→ INFORMATION GIVEN:
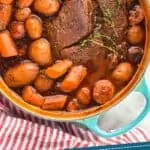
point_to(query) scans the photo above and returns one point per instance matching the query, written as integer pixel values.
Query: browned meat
(5, 15)
(81, 55)
(115, 17)
(73, 23)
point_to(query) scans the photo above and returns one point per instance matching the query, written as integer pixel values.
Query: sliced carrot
(31, 96)
(24, 3)
(73, 105)
(7, 45)
(58, 69)
(73, 79)
(56, 102)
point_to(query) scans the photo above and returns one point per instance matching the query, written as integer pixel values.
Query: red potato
(56, 102)
(73, 106)
(47, 7)
(17, 30)
(58, 69)
(103, 91)
(40, 52)
(84, 96)
(43, 83)
(21, 74)
(24, 3)
(7, 45)
(73, 79)
(6, 1)
(22, 14)
(22, 51)
(31, 96)
(5, 15)
(34, 27)
(136, 16)
(135, 35)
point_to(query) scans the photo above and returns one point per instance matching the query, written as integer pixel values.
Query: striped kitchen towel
(22, 131)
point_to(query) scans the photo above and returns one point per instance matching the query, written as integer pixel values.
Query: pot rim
(72, 116)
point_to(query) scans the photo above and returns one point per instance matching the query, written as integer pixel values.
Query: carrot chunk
(7, 45)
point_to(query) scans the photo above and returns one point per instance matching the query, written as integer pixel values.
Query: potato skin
(31, 96)
(17, 30)
(40, 52)
(123, 72)
(136, 16)
(135, 35)
(21, 74)
(34, 27)
(5, 15)
(103, 91)
(47, 7)
(24, 3)
(22, 14)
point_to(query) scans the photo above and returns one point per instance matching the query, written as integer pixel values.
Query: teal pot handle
(92, 123)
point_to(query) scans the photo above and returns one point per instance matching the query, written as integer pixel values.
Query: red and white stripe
(22, 131)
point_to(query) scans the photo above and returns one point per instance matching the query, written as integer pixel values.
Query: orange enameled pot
(91, 113)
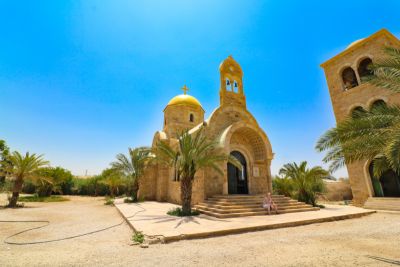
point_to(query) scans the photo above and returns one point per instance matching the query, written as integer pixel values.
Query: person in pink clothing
(269, 204)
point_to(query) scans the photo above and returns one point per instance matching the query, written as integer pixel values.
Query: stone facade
(234, 128)
(344, 74)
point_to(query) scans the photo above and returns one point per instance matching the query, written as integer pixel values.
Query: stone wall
(363, 95)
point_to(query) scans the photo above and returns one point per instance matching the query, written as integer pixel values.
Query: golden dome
(354, 43)
(184, 100)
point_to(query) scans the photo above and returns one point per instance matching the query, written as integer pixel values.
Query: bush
(282, 186)
(178, 212)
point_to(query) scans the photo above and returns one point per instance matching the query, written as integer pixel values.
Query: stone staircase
(383, 203)
(228, 206)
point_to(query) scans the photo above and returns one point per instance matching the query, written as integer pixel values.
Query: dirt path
(343, 243)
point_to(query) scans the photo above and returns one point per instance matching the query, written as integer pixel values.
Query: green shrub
(28, 187)
(138, 237)
(282, 186)
(178, 212)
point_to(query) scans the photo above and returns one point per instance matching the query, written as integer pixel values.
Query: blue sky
(81, 81)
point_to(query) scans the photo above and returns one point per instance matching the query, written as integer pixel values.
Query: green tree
(192, 153)
(113, 180)
(49, 180)
(133, 166)
(22, 167)
(283, 186)
(369, 135)
(307, 182)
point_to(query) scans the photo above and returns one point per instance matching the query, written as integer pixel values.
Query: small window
(349, 78)
(235, 87)
(228, 85)
(364, 69)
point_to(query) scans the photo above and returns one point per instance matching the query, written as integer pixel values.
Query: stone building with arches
(237, 133)
(345, 74)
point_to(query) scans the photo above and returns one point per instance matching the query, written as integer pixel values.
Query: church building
(345, 75)
(237, 133)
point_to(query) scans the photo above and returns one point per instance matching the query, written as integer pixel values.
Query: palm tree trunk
(186, 195)
(16, 189)
(135, 190)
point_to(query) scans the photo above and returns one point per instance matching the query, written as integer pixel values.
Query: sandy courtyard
(368, 241)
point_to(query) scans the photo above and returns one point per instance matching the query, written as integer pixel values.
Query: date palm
(22, 167)
(306, 182)
(369, 135)
(133, 166)
(192, 153)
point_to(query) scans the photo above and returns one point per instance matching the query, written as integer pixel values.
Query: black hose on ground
(46, 223)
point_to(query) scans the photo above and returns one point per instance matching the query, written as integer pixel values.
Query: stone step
(259, 209)
(255, 213)
(383, 203)
(248, 202)
(245, 196)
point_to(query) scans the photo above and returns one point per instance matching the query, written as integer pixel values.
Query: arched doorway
(388, 185)
(237, 179)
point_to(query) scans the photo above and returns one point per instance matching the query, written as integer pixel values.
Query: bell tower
(231, 88)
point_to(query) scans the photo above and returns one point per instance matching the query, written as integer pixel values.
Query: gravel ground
(368, 241)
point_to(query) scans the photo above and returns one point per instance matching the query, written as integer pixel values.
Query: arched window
(357, 112)
(349, 78)
(235, 87)
(228, 85)
(364, 69)
(378, 103)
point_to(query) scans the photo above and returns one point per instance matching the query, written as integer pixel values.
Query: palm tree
(133, 166)
(307, 182)
(22, 167)
(113, 180)
(369, 135)
(192, 153)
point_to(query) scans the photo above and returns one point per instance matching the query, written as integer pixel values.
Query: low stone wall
(337, 191)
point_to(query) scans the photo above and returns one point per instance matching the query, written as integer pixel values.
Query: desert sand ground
(368, 241)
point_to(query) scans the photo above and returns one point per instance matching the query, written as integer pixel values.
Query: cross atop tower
(185, 89)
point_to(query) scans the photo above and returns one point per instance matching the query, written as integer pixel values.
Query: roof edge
(382, 32)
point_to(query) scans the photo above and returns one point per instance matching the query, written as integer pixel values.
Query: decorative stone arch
(262, 149)
(249, 164)
(348, 77)
(158, 136)
(243, 115)
(354, 107)
(361, 58)
(362, 65)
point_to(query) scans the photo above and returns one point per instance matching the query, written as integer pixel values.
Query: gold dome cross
(185, 89)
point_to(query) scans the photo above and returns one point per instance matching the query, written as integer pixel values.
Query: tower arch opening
(364, 69)
(349, 78)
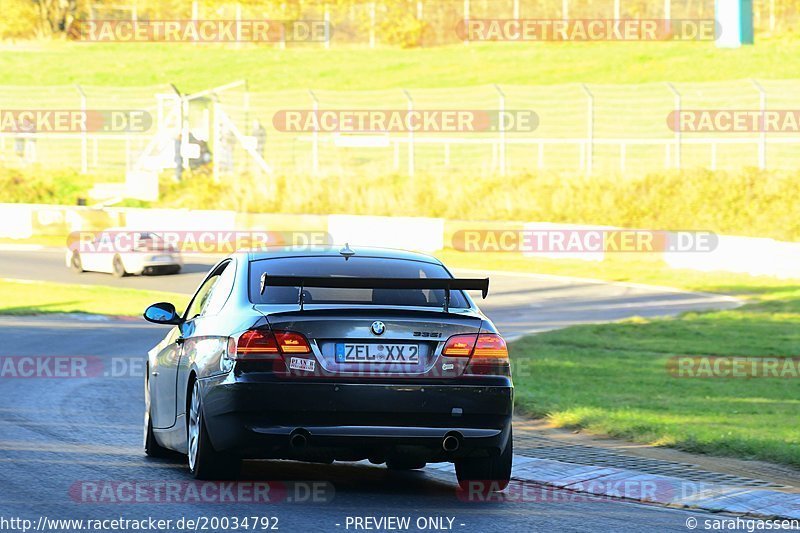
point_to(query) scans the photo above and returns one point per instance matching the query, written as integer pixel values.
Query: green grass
(32, 298)
(612, 378)
(194, 68)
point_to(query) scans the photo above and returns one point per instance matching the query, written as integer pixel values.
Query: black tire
(204, 461)
(151, 446)
(404, 464)
(75, 263)
(118, 268)
(493, 472)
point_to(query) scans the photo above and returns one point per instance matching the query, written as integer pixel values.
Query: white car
(143, 253)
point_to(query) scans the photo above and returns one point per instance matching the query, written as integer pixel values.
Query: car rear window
(361, 267)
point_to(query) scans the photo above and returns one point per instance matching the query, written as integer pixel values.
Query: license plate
(297, 363)
(377, 353)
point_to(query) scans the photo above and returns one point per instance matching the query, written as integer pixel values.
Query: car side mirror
(162, 313)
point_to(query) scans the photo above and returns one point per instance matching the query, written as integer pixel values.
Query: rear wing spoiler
(446, 284)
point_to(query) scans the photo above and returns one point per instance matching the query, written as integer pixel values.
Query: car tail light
(256, 343)
(490, 346)
(488, 353)
(291, 342)
(264, 344)
(459, 346)
(490, 357)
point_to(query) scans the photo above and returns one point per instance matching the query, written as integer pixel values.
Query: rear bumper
(353, 421)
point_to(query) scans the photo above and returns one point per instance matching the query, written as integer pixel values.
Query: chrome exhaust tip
(451, 443)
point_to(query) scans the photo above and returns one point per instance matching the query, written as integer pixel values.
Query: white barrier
(407, 233)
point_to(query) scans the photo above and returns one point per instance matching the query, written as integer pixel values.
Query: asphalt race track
(70, 447)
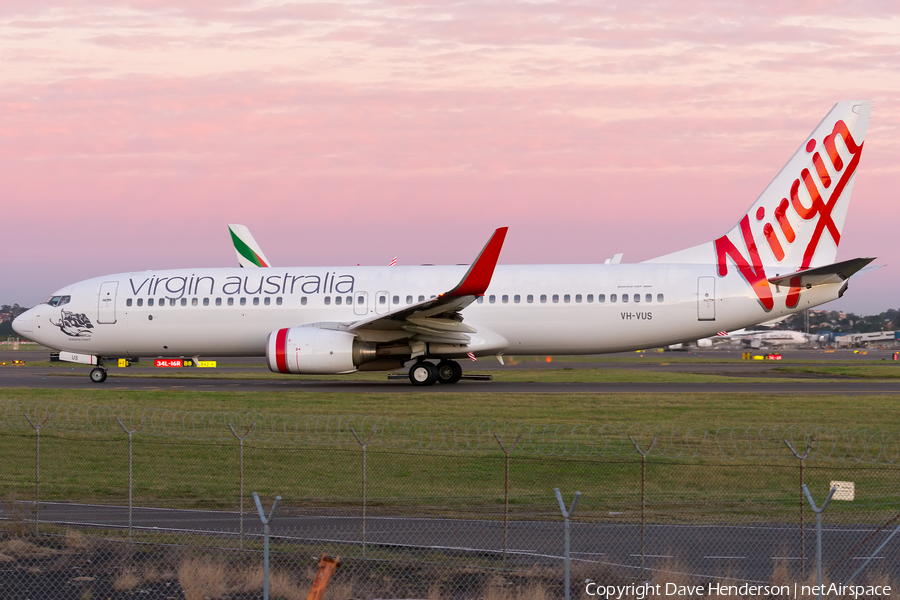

→ REQUIRED WORK: Starting at the line that contains "Query: car tail light", restate each line verbatim through the final line of the listing, skipping all pictures.

→ ANSWER SPACE:
Query: car tail light
(256, 343)
(490, 346)
(488, 353)
(291, 342)
(264, 344)
(459, 346)
(490, 357)
point_to(query) scans the photo above and returns one point per instance matching the query, written as integer pixel values.
Query: rear bumper
(353, 421)
point_to(query) scans the photo above and returns one point per instance matching the query, written as integer pixel values.
Query: chrome exhaust tip
(451, 443)
point_to(query) scans the photo above and returns one point per instance matching the query, written as integer pixel values.
Query: white barrier
(407, 233)
point_to(query) scans the photo above and returns one point per instance matching the query, written as integer pixel values.
Query: asphalt race track
(70, 447)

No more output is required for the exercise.